List each line of the rows below that contains the string "microphone". Case counts.

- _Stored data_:
* * *
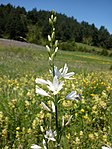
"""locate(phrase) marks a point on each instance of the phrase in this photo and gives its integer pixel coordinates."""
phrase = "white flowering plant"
(53, 92)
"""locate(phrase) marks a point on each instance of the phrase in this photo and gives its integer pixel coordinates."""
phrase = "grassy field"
(17, 60)
(21, 113)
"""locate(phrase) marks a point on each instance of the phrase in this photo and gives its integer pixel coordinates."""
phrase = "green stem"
(57, 125)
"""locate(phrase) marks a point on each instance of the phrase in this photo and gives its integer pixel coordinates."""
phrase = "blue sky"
(98, 12)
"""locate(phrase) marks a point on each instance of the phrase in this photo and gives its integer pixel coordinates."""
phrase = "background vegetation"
(32, 26)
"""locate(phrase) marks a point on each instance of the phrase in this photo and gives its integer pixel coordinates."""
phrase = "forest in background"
(32, 26)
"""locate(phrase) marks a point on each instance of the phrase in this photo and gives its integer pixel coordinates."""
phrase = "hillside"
(18, 58)
(33, 26)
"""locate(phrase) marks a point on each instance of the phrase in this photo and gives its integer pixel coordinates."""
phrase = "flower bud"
(54, 19)
(63, 123)
(56, 43)
(53, 34)
(49, 38)
(48, 49)
(50, 21)
(56, 49)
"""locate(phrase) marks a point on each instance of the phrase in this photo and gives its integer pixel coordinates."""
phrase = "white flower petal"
(40, 81)
(72, 96)
(57, 73)
(44, 144)
(68, 75)
(40, 91)
(55, 87)
(34, 146)
(104, 147)
(50, 135)
(53, 107)
(69, 120)
(45, 107)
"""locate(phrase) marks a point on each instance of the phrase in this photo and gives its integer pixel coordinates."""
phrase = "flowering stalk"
(54, 88)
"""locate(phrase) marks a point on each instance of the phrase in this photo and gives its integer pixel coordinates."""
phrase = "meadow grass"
(21, 113)
(18, 61)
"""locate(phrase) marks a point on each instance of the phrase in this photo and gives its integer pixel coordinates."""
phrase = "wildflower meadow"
(58, 109)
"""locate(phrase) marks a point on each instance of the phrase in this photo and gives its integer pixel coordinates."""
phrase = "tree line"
(32, 26)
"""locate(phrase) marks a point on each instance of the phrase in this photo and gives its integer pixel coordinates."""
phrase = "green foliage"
(21, 114)
(16, 22)
(104, 52)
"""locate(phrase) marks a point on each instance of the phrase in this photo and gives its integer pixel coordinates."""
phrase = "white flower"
(34, 146)
(45, 107)
(68, 122)
(72, 96)
(64, 73)
(55, 87)
(50, 135)
(44, 144)
(53, 107)
(104, 147)
(40, 91)
(40, 81)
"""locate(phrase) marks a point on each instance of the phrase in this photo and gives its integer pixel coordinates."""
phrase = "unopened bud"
(56, 49)
(49, 38)
(50, 59)
(50, 21)
(48, 49)
(63, 123)
(53, 34)
(69, 120)
(41, 128)
(56, 43)
(54, 19)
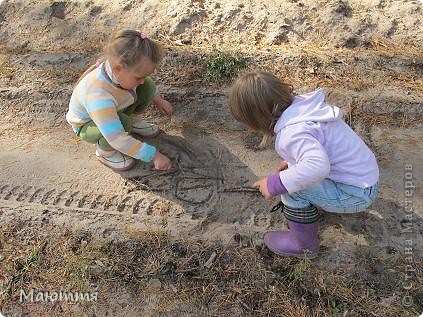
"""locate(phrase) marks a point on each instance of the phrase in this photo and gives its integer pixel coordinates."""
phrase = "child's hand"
(161, 162)
(163, 105)
(283, 165)
(261, 185)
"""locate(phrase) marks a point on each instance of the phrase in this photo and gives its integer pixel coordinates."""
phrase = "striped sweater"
(96, 98)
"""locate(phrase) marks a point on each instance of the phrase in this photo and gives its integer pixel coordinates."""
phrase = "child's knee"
(90, 133)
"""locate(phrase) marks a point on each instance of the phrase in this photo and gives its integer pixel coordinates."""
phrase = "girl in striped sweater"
(107, 101)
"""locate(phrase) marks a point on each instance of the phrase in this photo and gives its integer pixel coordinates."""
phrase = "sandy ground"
(366, 55)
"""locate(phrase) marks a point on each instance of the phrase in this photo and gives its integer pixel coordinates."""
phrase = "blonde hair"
(128, 47)
(258, 99)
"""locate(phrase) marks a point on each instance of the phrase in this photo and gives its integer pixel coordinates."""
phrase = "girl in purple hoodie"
(324, 162)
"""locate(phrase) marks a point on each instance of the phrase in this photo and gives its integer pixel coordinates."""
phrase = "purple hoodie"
(312, 136)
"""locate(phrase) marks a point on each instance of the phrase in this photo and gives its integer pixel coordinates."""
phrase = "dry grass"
(166, 277)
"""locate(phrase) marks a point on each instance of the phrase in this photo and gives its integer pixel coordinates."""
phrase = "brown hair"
(128, 47)
(258, 99)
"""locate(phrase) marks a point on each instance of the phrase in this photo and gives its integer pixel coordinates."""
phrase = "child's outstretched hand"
(161, 162)
(261, 185)
(283, 165)
(163, 105)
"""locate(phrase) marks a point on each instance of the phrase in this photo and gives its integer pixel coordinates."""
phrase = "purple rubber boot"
(300, 241)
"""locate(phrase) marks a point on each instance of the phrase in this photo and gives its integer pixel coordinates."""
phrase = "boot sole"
(299, 256)
(118, 169)
(148, 136)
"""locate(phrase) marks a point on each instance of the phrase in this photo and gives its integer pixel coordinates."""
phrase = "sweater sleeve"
(101, 107)
(311, 162)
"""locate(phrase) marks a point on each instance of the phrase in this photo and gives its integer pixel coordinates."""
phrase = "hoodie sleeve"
(310, 163)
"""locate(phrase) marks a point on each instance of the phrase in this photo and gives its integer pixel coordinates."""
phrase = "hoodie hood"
(308, 107)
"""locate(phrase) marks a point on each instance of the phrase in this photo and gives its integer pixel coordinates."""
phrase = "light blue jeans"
(332, 197)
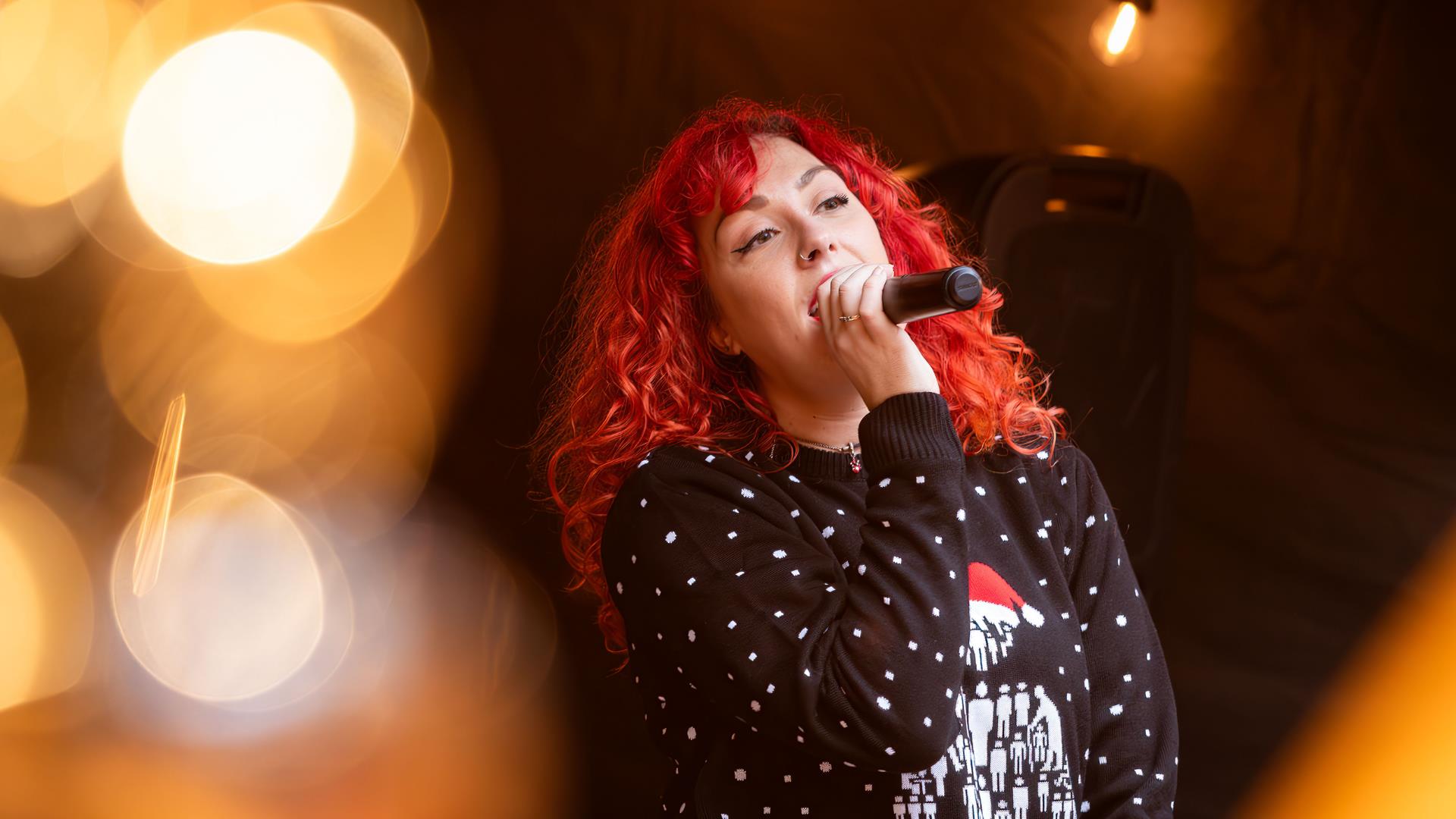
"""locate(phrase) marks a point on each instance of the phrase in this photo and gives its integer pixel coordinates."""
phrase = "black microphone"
(938, 292)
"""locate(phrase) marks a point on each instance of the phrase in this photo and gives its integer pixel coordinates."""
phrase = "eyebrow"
(759, 200)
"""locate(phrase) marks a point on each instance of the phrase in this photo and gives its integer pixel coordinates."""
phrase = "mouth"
(813, 309)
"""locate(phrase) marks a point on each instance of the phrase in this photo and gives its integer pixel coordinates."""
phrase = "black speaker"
(1094, 256)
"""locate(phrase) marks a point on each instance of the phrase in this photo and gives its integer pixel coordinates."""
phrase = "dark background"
(1318, 453)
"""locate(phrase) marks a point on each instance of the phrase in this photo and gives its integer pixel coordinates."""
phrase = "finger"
(852, 287)
(827, 302)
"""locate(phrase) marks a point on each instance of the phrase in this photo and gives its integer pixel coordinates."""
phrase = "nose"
(814, 249)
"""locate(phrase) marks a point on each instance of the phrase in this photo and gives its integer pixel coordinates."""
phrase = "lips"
(813, 308)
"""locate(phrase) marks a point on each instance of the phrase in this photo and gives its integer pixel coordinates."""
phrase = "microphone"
(938, 292)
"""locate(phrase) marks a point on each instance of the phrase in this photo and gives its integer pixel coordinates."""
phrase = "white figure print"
(1049, 716)
(1022, 704)
(919, 800)
(1021, 757)
(1003, 713)
(981, 719)
(1019, 799)
(1038, 744)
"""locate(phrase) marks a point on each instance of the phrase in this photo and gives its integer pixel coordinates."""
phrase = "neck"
(830, 420)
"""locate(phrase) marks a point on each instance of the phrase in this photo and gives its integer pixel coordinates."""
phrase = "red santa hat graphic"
(995, 601)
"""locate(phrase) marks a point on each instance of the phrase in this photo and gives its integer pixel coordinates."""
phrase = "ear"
(724, 341)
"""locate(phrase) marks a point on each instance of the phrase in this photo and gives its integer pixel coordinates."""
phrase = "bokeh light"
(46, 601)
(237, 602)
(237, 146)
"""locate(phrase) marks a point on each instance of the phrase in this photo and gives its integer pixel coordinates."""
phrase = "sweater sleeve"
(733, 585)
(1133, 751)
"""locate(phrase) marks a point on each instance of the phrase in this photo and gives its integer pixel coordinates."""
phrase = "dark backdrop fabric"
(1320, 457)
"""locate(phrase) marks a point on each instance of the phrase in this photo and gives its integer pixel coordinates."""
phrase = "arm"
(1131, 770)
(724, 576)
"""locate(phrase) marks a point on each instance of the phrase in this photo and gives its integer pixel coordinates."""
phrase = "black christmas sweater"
(937, 635)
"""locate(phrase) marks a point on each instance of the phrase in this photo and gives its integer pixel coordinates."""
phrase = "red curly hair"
(637, 371)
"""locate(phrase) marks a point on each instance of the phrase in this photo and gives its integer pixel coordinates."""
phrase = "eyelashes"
(837, 200)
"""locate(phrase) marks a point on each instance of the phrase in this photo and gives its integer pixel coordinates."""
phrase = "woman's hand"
(877, 354)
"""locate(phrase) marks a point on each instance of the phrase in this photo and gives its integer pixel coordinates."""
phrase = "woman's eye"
(837, 200)
(753, 241)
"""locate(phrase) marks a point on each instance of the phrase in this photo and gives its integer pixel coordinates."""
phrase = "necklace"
(852, 449)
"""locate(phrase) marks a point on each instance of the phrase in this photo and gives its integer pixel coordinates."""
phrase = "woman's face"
(766, 260)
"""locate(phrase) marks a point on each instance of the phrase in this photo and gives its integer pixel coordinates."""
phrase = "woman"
(851, 566)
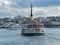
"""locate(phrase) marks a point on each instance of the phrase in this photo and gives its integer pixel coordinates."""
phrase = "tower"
(31, 11)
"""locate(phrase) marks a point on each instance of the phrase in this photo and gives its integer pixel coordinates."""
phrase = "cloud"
(43, 8)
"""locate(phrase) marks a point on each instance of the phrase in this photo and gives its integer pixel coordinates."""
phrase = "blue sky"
(43, 8)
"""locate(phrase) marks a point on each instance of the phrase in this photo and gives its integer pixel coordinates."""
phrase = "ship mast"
(31, 11)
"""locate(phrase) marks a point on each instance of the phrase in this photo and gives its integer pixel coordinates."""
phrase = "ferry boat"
(32, 26)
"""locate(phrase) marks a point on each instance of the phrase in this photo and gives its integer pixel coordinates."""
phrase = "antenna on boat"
(31, 11)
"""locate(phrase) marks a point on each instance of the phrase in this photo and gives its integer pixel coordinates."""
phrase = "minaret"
(31, 11)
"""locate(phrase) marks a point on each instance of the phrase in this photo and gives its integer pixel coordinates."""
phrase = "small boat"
(32, 26)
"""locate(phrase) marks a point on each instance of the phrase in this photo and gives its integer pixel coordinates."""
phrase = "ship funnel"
(31, 11)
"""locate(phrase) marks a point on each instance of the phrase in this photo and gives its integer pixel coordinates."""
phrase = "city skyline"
(43, 8)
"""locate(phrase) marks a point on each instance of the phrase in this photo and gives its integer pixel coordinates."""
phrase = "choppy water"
(14, 37)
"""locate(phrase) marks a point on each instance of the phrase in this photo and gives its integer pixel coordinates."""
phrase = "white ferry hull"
(32, 33)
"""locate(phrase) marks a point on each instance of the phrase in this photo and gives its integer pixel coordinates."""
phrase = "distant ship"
(32, 26)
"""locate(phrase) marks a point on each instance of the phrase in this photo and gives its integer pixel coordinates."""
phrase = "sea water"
(14, 37)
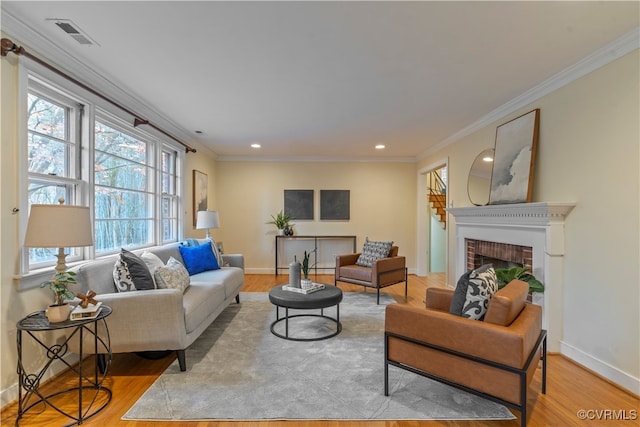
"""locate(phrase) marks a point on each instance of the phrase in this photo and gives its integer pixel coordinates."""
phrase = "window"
(169, 196)
(122, 182)
(52, 135)
(79, 152)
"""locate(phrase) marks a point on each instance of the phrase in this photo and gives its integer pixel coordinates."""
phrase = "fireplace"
(528, 234)
(500, 254)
* * *
- _Right answer_:
phrase = "black microphone"
phrase = "microphone"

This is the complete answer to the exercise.